▶ [Provided material]
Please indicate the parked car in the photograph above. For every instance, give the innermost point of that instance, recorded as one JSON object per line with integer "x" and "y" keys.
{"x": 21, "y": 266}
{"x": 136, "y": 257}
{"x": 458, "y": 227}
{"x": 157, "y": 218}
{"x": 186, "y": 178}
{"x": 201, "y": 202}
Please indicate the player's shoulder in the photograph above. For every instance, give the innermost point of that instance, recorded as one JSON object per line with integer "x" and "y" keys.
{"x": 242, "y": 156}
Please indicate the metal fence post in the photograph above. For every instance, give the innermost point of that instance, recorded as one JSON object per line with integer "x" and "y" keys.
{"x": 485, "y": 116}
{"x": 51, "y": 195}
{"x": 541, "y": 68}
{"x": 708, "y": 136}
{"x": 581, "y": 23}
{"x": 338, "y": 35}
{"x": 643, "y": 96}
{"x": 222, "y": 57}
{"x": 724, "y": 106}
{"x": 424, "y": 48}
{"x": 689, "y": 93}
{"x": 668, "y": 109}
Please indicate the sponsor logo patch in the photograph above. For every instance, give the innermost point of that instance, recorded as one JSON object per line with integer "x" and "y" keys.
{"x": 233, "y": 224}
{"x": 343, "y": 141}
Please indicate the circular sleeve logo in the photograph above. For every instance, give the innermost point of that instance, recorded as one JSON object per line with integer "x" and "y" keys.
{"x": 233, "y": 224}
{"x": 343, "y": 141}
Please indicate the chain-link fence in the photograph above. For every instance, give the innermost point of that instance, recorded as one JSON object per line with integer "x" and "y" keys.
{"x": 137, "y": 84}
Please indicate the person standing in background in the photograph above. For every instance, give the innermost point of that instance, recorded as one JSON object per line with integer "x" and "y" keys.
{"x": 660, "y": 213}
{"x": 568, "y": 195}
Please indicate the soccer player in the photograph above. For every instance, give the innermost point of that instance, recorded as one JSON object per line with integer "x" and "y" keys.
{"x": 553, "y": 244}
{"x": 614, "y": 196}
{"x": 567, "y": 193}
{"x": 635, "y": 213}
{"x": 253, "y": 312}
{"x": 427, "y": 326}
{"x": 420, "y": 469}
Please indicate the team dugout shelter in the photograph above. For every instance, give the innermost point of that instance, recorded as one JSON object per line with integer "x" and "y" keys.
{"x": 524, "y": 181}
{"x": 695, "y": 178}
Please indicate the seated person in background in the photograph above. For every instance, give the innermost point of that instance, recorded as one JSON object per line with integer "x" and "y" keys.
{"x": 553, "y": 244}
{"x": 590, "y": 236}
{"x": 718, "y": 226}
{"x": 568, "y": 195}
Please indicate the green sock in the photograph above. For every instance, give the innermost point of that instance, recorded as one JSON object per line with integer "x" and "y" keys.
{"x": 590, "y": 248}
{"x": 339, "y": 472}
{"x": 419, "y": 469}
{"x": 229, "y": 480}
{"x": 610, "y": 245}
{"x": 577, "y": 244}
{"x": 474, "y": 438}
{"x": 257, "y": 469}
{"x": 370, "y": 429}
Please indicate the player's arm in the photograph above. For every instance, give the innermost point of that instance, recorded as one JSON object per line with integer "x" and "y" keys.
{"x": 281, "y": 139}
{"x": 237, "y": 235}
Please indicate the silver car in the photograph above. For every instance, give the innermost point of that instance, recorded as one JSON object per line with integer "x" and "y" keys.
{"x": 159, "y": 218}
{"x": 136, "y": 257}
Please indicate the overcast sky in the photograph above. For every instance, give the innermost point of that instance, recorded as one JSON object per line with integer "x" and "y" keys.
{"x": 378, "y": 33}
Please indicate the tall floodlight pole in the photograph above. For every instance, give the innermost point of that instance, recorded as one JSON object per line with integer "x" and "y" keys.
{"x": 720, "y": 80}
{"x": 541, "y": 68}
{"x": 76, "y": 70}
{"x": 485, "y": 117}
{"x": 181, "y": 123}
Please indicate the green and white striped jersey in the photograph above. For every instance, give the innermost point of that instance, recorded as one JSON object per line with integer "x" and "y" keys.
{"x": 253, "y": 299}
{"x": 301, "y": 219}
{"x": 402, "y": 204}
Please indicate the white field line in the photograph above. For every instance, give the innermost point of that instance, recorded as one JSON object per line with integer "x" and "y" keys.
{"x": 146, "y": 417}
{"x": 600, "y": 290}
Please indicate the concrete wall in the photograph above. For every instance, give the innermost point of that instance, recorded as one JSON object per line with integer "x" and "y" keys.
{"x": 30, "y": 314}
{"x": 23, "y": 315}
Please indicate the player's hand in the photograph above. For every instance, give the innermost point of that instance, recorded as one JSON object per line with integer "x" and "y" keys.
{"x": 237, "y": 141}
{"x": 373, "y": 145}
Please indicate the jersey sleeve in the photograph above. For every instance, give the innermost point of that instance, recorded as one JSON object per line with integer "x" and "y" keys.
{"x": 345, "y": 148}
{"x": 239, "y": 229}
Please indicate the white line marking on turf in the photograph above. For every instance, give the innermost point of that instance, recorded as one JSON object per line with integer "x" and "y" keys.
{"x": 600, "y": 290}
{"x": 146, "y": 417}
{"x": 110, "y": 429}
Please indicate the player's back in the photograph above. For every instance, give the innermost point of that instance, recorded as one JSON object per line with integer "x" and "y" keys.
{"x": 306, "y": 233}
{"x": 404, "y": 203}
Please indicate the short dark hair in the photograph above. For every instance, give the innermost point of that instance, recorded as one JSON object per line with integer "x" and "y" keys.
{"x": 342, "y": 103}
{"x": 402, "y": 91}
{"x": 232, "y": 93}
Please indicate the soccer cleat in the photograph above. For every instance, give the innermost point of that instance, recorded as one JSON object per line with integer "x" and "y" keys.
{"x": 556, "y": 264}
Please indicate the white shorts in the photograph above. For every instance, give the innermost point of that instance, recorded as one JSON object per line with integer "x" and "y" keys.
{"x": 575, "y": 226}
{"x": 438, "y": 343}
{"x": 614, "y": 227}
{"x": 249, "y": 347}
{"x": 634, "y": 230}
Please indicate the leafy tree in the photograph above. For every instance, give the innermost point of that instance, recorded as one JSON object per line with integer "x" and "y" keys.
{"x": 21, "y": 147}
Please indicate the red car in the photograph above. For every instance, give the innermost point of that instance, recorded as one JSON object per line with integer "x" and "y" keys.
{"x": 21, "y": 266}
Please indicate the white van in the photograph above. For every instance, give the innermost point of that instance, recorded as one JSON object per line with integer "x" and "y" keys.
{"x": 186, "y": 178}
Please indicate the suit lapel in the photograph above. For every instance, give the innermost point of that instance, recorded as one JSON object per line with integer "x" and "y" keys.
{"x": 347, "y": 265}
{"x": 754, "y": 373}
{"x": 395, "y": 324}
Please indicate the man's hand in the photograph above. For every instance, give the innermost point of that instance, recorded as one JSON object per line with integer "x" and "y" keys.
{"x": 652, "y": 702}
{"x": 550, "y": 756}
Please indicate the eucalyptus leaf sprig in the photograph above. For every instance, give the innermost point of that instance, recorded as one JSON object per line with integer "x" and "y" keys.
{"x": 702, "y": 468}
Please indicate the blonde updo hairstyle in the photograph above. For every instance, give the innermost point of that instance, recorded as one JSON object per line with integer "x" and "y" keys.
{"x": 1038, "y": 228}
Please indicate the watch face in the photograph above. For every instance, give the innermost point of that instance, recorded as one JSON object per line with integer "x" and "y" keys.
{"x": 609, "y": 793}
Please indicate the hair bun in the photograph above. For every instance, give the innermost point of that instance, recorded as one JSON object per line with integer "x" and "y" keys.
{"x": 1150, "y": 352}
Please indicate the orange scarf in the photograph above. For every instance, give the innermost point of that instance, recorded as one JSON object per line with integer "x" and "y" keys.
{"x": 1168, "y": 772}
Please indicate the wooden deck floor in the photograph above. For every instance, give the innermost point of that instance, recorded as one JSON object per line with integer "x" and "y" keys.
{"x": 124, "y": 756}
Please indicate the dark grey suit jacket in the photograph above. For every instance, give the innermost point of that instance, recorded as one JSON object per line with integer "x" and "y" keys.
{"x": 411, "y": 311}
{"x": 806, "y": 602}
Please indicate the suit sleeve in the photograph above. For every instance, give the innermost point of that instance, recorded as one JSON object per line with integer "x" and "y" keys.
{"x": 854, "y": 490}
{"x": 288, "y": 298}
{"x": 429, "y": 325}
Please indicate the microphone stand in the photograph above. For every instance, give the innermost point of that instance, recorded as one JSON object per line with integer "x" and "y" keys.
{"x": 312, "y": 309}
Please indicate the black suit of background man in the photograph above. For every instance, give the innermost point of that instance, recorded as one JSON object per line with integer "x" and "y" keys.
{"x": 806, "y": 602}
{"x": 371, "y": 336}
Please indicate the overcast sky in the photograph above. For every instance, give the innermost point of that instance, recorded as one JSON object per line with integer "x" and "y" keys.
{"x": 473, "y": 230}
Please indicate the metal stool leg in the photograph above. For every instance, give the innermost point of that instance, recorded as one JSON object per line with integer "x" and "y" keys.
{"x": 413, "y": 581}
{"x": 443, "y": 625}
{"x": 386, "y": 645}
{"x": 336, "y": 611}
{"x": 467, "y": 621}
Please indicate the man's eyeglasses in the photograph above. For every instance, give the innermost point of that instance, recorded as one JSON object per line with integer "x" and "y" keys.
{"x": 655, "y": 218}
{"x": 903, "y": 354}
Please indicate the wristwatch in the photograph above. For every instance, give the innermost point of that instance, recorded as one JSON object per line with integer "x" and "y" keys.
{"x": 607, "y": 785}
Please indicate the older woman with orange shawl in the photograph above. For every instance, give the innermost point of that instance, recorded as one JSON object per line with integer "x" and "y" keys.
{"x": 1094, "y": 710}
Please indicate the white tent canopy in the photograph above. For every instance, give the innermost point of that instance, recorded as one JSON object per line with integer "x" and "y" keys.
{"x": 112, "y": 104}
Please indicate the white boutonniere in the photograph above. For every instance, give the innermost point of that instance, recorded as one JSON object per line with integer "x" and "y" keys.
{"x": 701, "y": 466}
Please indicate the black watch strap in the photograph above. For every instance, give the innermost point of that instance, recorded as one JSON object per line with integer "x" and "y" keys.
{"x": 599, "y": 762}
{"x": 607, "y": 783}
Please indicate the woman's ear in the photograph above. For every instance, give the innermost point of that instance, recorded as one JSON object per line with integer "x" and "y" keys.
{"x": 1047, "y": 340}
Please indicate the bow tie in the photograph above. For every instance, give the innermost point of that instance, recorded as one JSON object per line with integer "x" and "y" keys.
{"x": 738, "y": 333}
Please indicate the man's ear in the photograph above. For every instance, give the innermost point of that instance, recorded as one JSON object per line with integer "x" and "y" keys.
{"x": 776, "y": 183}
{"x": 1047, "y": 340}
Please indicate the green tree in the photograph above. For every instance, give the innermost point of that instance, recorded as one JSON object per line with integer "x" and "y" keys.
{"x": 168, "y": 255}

▶ [Exercise] In the listing above, find the line with "Please indicate the older" and set down that line and all after it exactly, through the final line.

▶ [Response to the task]
Please indicate the older woman with orange shawl in the photograph above. For every instance, give the innermost point of that instance, recorded as one JSON object per line with integer "x" and "y" keys.
{"x": 1094, "y": 710}
Please indicate the white tent canopy in the photograph above. For every instance, give the innermost point of that instance, recorded as one JSON object per line with integer "x" and "y" keys.
{"x": 112, "y": 104}
Please indicate the white boutonniere in the photograph above. For every instance, give the innermost point of that instance, recorded as one JSON object per line with integer "x" and "y" keys.
{"x": 701, "y": 466}
Please indicate the black watch strap in the photograph above. For every instance, give the innermost point of that instance, recorded as one JSON object per line with integer "x" and "y" keys.
{"x": 599, "y": 762}
{"x": 607, "y": 783}
Please indicate the woman's ear in the photograph above. For every instance, give the innermost point of that instance, recorded as one JSON object per line with integer "x" and "y" keys.
{"x": 1047, "y": 340}
Please indicate the bow tie in the photograph above. For every instance, give the innermost point of that instance, recorded as one JSON object per line with integer "x" and "y" keys.
{"x": 738, "y": 333}
Please indicate the man's ear in the photograph above. For every instance, give the innermost point of that instance, recorded as one JSON object per line with integer "x" and "y" keys.
{"x": 776, "y": 183}
{"x": 1047, "y": 340}
Please indicate the green tree in the photograph above. For every instance, give the innermost point of that instance, recorded as one JSON object per line with integer "x" and "y" keys.
{"x": 168, "y": 255}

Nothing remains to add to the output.